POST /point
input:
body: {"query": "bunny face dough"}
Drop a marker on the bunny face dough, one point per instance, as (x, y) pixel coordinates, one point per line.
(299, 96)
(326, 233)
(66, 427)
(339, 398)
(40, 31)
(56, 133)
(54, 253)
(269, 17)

• • • • •

Required task: Please rewrite the data above, changing every "bunny face dough" to "rabbit face dough" and leaving everything else as it is.

Answer to this problem:
POST /point
input:
body: {"query": "rabbit face dough"}
Drop a marker on the rabbit face dough, one point per instance, as (x, y) pixel coordinates, one point per line.
(299, 96)
(326, 233)
(66, 427)
(339, 398)
(40, 31)
(56, 133)
(54, 253)
(269, 17)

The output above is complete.